**The data**:
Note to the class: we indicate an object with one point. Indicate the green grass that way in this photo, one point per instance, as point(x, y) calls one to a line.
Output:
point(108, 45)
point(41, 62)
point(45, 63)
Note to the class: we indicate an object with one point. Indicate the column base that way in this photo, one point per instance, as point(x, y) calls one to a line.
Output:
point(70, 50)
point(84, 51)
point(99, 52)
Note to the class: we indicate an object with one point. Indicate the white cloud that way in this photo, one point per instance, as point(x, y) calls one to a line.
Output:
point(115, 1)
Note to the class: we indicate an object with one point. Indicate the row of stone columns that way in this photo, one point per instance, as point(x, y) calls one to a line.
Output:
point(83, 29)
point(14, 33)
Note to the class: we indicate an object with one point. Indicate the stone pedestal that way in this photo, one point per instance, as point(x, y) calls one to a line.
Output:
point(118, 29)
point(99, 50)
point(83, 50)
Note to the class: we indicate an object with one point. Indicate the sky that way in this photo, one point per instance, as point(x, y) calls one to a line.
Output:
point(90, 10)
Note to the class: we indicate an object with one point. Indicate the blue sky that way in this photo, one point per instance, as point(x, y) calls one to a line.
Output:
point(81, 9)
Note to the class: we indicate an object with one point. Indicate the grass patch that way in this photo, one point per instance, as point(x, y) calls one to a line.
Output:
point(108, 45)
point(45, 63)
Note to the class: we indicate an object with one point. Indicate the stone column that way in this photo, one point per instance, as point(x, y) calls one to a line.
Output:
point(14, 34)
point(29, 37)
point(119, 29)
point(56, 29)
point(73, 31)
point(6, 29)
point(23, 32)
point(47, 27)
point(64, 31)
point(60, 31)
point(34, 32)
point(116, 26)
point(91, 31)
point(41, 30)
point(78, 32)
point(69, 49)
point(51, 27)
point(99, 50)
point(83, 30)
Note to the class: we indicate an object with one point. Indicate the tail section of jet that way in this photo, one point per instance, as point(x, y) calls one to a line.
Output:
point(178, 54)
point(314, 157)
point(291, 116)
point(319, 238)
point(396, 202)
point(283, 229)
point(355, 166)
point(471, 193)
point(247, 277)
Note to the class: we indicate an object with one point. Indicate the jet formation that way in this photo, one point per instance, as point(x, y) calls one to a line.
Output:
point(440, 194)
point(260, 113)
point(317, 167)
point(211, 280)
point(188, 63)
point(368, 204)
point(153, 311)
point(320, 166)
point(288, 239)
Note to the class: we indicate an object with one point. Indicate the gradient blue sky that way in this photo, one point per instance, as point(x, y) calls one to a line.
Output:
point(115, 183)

**Task to complete**:
Reproduce verbatim the stretch of the records from the line containing "Indicate the column" through the line containing "point(81, 9)", including both of those lines.

**Expected output**:
Note to the class: we indicate an object with one point. Indicate the column base that way in this photo, one point per instance, as point(x, y) calls one to a line.
Output:
point(70, 50)
point(84, 51)
point(99, 52)
Note to the class: we indicate an object with one point. Indicate the white cloud that way in this photo, one point per instance, as point(x, y) calls one to a line.
Output:
point(115, 1)
Note to the class: we indicate an object with one point. Indicate the row of stone columns that way in this photo, one point per instance, as point(x, y) calls one to a line.
Output:
point(83, 29)
point(14, 33)
Note to the class: we indicate an object with one point. Indicate the stone pedestal that way in this photo, one point per instance, as point(x, y) calls one to a line.
Output:
point(118, 29)
point(99, 50)
point(83, 50)
Note to the class: we indicate an object with one point. Indicate the sky that way in this photo, one point per instance, as point(x, y) calls one to a line.
Output:
point(90, 10)
Note to the class: we indicate an object with one point. Indicate the blue sky that way in this photo, one point per instance, as point(x, y) calls one to a line.
Output:
point(81, 9)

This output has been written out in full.